Приведённый отрывок:
- - -

Шестов: Сущность этого разговора с руководителями фирмы “Фрейлих - Клюпфель - Дейльман” была такова. Во-первых, о доставке шпионских сведений через представителей этой фирмы, работающих в Кузбассе, и об организации совместно с троцкистами вредительской и диверсионной работы. Говорилось и о том, что фирма, в свою очередь, окажет поддержку нам.

Вышинский: Говорил ли вам Дейльман, какими средствами они окажут поддержку?

Шестов: Он говорил о том, что они имеют уже своих людей…

Вышинский: Где?

Шестов: В Кузбассе. И что они могут еще подбросить людей по требованию пашей организации, а троцкистская организация окажет всемерную помощь этим диверсантам. В свою очередь, эта фирма берется осуществить связь между троцкистской организацией в Советском Союзе, в том числе и со мной…

Вышинский: Это с одной стороны, а с другой?

- - -

Извлечённый список:
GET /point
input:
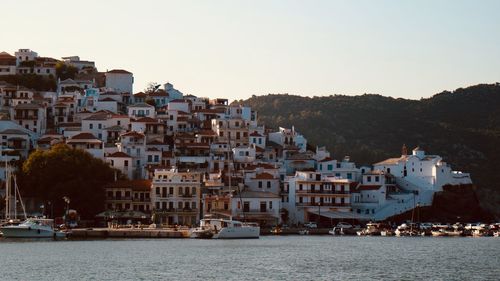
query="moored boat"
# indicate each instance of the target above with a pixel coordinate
(226, 229)
(32, 228)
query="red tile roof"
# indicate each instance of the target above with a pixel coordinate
(119, 71)
(264, 176)
(136, 185)
(369, 187)
(83, 136)
(119, 154)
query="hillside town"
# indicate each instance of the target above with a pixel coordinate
(184, 157)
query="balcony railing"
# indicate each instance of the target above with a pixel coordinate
(25, 117)
(323, 192)
(310, 204)
(114, 198)
(177, 210)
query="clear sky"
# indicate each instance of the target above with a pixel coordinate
(236, 49)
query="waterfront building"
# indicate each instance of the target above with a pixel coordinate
(176, 197)
(311, 196)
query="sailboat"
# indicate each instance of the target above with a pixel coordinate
(30, 227)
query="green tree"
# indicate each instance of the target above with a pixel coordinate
(65, 71)
(65, 171)
(150, 101)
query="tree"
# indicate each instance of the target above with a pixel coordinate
(65, 171)
(65, 71)
(151, 88)
(150, 101)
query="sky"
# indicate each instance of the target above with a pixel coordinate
(235, 49)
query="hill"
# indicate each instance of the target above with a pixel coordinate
(462, 126)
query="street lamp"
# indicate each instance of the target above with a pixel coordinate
(319, 212)
(67, 201)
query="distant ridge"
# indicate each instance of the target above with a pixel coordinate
(462, 126)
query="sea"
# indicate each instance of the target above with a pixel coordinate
(267, 258)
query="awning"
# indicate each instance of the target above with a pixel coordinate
(341, 215)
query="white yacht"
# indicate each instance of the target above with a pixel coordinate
(32, 228)
(225, 229)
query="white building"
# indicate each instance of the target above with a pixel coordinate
(288, 137)
(120, 80)
(176, 197)
(311, 196)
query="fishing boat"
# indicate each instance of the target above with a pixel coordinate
(225, 229)
(32, 228)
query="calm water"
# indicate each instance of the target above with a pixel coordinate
(268, 258)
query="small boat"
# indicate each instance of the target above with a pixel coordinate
(32, 228)
(387, 232)
(226, 229)
(202, 233)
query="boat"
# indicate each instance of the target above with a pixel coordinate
(225, 229)
(343, 228)
(387, 232)
(303, 232)
(32, 228)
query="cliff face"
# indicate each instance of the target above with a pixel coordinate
(453, 204)
(462, 126)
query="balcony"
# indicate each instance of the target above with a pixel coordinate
(114, 198)
(311, 204)
(176, 210)
(322, 192)
(187, 195)
(25, 117)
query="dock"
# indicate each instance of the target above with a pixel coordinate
(128, 233)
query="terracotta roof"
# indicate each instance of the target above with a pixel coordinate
(120, 71)
(140, 95)
(119, 154)
(167, 154)
(83, 136)
(28, 106)
(178, 101)
(13, 132)
(264, 176)
(327, 159)
(255, 134)
(133, 134)
(206, 133)
(391, 161)
(257, 194)
(369, 187)
(141, 104)
(136, 185)
(146, 120)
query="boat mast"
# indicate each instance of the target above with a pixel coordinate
(20, 198)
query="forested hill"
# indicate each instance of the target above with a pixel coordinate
(462, 126)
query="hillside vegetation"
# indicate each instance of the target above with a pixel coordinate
(462, 126)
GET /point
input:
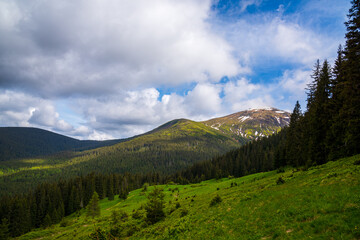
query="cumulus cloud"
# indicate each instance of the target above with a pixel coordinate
(105, 61)
(98, 47)
(19, 109)
(272, 39)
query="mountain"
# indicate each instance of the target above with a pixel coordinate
(166, 149)
(23, 142)
(319, 203)
(251, 124)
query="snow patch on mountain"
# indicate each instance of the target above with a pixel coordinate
(243, 118)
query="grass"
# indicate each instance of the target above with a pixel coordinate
(322, 202)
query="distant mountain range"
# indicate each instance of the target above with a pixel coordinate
(24, 142)
(251, 124)
(30, 156)
(238, 128)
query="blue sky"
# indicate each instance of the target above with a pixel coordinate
(112, 69)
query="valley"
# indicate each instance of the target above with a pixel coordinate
(166, 149)
(315, 203)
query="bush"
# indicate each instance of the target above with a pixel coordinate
(98, 234)
(280, 180)
(64, 223)
(145, 187)
(137, 214)
(217, 199)
(184, 212)
(155, 206)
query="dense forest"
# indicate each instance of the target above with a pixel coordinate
(327, 130)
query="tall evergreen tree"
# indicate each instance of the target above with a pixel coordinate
(350, 112)
(319, 117)
(335, 136)
(93, 208)
(294, 138)
(155, 206)
(4, 229)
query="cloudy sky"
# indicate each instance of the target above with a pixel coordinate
(101, 69)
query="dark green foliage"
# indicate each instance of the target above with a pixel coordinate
(216, 200)
(184, 212)
(110, 189)
(20, 142)
(155, 206)
(93, 208)
(4, 229)
(137, 214)
(118, 216)
(280, 180)
(98, 234)
(145, 187)
(64, 222)
(47, 221)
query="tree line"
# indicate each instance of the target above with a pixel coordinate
(327, 130)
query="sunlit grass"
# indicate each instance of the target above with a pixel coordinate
(320, 203)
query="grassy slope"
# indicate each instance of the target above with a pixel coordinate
(23, 142)
(167, 149)
(320, 203)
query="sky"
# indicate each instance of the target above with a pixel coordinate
(104, 69)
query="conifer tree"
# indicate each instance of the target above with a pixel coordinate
(294, 138)
(93, 208)
(155, 206)
(350, 112)
(335, 136)
(4, 229)
(110, 188)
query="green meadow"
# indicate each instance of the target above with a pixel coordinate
(322, 202)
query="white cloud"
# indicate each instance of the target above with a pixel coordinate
(246, 3)
(204, 99)
(271, 39)
(19, 109)
(98, 47)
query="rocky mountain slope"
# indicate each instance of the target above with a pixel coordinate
(251, 124)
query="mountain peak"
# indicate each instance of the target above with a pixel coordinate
(252, 123)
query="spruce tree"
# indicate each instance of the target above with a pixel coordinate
(93, 208)
(319, 117)
(335, 136)
(294, 138)
(4, 229)
(155, 206)
(350, 112)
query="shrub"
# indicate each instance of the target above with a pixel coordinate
(155, 206)
(64, 223)
(137, 214)
(98, 234)
(184, 212)
(280, 180)
(217, 199)
(145, 187)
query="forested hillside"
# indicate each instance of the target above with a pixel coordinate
(165, 150)
(313, 193)
(21, 142)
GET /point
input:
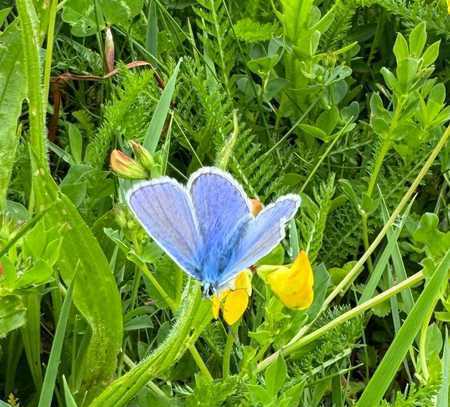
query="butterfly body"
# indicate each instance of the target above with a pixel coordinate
(207, 227)
(217, 254)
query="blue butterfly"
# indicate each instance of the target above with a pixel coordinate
(207, 227)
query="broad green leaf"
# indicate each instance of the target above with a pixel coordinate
(12, 92)
(48, 387)
(95, 288)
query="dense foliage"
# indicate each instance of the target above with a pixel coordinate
(341, 101)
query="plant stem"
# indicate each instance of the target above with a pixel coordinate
(423, 346)
(173, 306)
(365, 233)
(354, 272)
(125, 388)
(358, 310)
(385, 147)
(228, 348)
(31, 54)
(357, 268)
(49, 52)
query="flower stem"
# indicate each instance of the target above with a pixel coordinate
(228, 348)
(125, 388)
(173, 306)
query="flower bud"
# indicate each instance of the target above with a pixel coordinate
(109, 50)
(126, 167)
(143, 156)
(255, 206)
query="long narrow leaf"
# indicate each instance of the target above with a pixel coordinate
(388, 367)
(48, 387)
(443, 395)
(154, 130)
(13, 90)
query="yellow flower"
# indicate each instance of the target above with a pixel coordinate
(294, 285)
(234, 300)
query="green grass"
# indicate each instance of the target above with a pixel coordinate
(342, 102)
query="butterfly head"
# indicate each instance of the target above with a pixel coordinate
(209, 289)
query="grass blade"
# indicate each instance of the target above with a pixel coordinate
(13, 86)
(48, 387)
(154, 130)
(388, 367)
(443, 395)
(70, 401)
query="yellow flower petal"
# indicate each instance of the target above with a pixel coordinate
(234, 301)
(234, 306)
(294, 286)
(217, 300)
(244, 281)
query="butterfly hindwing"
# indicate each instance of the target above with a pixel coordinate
(165, 210)
(262, 235)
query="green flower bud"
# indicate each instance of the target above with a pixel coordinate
(126, 167)
(143, 156)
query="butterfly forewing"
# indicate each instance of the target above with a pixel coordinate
(220, 204)
(164, 208)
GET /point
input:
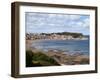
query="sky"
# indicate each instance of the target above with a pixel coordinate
(54, 22)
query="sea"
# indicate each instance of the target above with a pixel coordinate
(69, 46)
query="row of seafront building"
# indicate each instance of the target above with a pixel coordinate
(32, 36)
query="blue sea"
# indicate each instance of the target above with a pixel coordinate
(70, 46)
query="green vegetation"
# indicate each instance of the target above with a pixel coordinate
(38, 59)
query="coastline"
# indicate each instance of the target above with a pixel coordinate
(61, 57)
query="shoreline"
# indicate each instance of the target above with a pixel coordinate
(60, 56)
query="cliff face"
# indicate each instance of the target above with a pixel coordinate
(56, 36)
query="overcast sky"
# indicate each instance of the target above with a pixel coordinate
(49, 23)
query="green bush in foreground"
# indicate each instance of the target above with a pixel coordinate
(38, 59)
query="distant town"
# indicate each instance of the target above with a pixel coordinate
(56, 36)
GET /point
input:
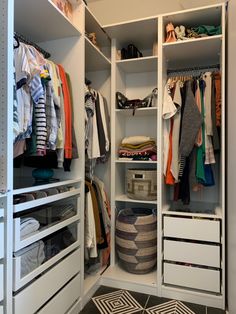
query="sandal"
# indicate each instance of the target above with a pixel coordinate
(170, 31)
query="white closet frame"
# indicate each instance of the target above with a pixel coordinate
(66, 41)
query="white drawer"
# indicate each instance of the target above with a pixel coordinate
(1, 283)
(192, 277)
(1, 240)
(194, 229)
(61, 303)
(42, 289)
(192, 253)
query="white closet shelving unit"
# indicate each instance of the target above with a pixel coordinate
(98, 71)
(135, 78)
(195, 271)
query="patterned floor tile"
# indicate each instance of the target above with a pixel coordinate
(170, 307)
(211, 310)
(118, 302)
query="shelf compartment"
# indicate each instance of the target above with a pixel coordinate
(150, 111)
(63, 300)
(143, 32)
(37, 27)
(54, 280)
(66, 183)
(192, 277)
(39, 234)
(136, 65)
(1, 240)
(192, 229)
(120, 161)
(95, 59)
(1, 283)
(22, 279)
(192, 253)
(41, 201)
(193, 52)
(92, 25)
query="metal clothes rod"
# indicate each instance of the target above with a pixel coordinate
(25, 40)
(215, 67)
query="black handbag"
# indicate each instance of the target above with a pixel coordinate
(123, 102)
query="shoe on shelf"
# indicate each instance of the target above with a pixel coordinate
(170, 33)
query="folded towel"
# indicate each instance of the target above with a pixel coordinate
(28, 225)
(32, 257)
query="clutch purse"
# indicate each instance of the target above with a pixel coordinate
(123, 102)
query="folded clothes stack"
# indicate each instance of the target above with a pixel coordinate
(138, 148)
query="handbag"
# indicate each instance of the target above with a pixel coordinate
(123, 102)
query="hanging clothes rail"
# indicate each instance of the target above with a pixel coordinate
(25, 40)
(193, 70)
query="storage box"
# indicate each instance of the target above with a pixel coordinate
(142, 184)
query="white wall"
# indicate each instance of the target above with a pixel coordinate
(231, 225)
(115, 11)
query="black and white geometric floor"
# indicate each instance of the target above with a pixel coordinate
(112, 301)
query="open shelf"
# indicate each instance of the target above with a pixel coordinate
(143, 32)
(150, 111)
(44, 21)
(183, 54)
(136, 65)
(135, 161)
(92, 25)
(125, 198)
(121, 278)
(95, 59)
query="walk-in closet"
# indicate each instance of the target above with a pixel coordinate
(135, 127)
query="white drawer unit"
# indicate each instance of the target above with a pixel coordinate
(192, 277)
(1, 240)
(53, 280)
(192, 229)
(192, 253)
(1, 283)
(62, 301)
(24, 266)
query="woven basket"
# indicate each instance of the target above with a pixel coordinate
(141, 184)
(136, 239)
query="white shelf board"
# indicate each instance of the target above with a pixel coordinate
(120, 161)
(45, 200)
(46, 186)
(95, 60)
(150, 111)
(92, 25)
(142, 33)
(192, 214)
(193, 52)
(118, 274)
(44, 21)
(125, 198)
(210, 15)
(138, 65)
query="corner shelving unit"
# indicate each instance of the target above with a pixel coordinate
(135, 78)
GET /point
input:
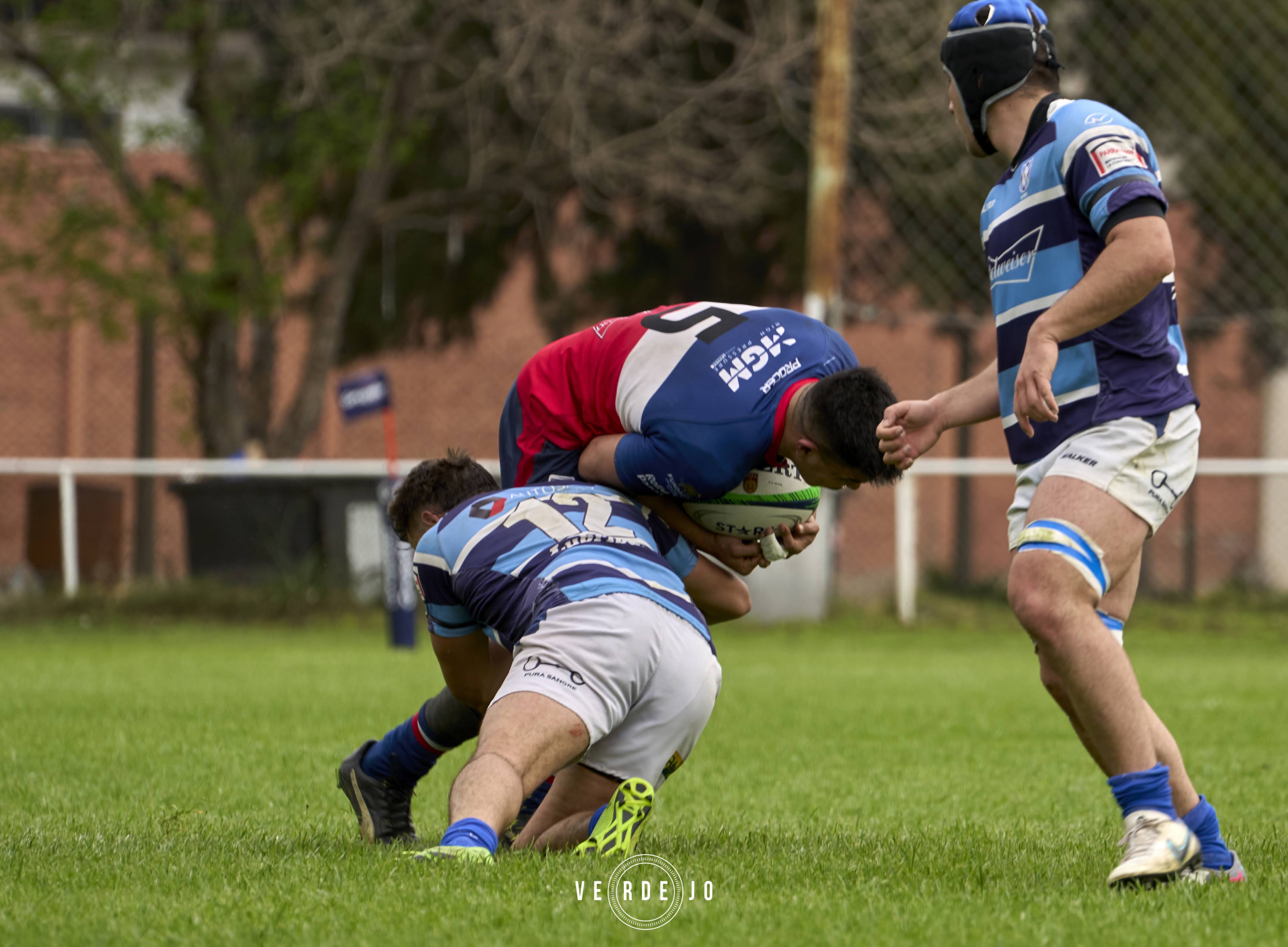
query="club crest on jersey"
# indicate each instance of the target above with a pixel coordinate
(1115, 154)
(1015, 263)
(739, 365)
(486, 509)
(1026, 172)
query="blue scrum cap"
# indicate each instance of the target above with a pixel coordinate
(990, 52)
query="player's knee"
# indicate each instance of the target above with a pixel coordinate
(1055, 687)
(1041, 605)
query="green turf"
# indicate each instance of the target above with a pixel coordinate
(857, 785)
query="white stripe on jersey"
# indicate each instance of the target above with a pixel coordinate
(1090, 391)
(431, 560)
(1026, 308)
(654, 360)
(629, 574)
(1102, 132)
(1031, 202)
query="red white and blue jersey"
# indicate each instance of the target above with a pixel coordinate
(501, 561)
(700, 391)
(1082, 168)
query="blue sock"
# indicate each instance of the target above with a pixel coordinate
(471, 833)
(416, 754)
(1204, 823)
(1147, 789)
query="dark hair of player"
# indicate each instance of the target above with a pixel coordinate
(437, 486)
(844, 411)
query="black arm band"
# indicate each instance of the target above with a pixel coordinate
(1142, 207)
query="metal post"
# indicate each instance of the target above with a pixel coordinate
(906, 547)
(67, 520)
(830, 150)
(145, 446)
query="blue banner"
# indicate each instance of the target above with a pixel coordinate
(361, 395)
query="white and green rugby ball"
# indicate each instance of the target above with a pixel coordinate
(768, 498)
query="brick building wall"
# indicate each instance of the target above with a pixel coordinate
(70, 391)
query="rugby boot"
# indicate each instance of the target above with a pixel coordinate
(620, 826)
(1158, 850)
(459, 853)
(383, 807)
(1201, 875)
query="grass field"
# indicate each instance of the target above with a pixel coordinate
(858, 784)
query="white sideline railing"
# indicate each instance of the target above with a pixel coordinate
(906, 506)
(67, 469)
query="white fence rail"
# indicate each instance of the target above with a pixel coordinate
(906, 506)
(67, 469)
(907, 570)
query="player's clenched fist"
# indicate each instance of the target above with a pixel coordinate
(1035, 400)
(907, 431)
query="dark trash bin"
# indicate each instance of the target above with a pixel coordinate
(262, 529)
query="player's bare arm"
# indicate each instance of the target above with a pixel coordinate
(1138, 256)
(911, 428)
(718, 594)
(472, 668)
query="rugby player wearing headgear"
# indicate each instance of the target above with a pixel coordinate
(1094, 393)
(606, 611)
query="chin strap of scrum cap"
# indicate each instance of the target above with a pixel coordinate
(990, 52)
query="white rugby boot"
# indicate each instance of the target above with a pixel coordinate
(1158, 850)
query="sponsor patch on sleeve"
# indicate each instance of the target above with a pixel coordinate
(1115, 154)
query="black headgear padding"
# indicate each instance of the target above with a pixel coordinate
(990, 52)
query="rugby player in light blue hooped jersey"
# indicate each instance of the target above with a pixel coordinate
(1094, 393)
(613, 673)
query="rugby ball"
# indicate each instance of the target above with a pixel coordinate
(770, 496)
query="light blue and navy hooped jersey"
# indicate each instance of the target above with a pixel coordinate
(501, 561)
(1044, 225)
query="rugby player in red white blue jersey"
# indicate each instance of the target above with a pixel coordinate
(681, 403)
(1093, 390)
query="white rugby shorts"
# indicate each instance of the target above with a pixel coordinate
(641, 678)
(1146, 471)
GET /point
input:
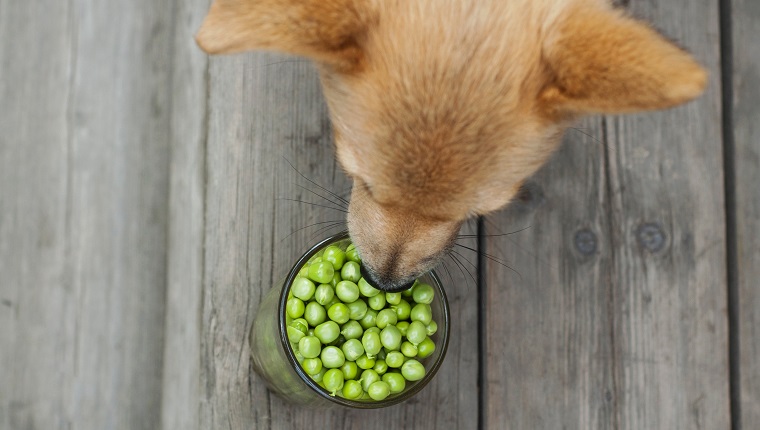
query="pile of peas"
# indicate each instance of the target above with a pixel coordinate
(351, 338)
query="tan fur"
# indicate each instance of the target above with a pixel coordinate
(441, 108)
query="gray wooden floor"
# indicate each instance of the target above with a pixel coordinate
(147, 203)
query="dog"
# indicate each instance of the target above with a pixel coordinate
(442, 108)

- - -

Допишите стенограмму допроса Шестова, начав сразу после последней реплики Вышинского.

Шестов: А с другой стороны - с Седовым. Что эта фирма обязуется безукоризненно доставлять идущие в мой адрес письма с пометкой “Алеша”, а также идущие обратно, что они окажут всемерную помощь приходу к власти троцкистов, а мы заключим с фирмой договор на проектирование проходки шахт и на достаточно большое размещение заказов на оборудование. Тогда же мне было сказано, что у них имеется в Кузбассе их агент Строилов и что по приезде я свяжусь с этим Строиловым.

Вышинский: А вас не заинтересовало, каким образом Строилов, находящийся в Кузбассе, стал агентом Дейльмана?

Шестов: Перед этим Строилов жил достаточное время в Германии.

Вышинский: Значит, разговор был откровенный?

Шестов: Да, разговор был прямой.

Вышинский: Дальше что случилось?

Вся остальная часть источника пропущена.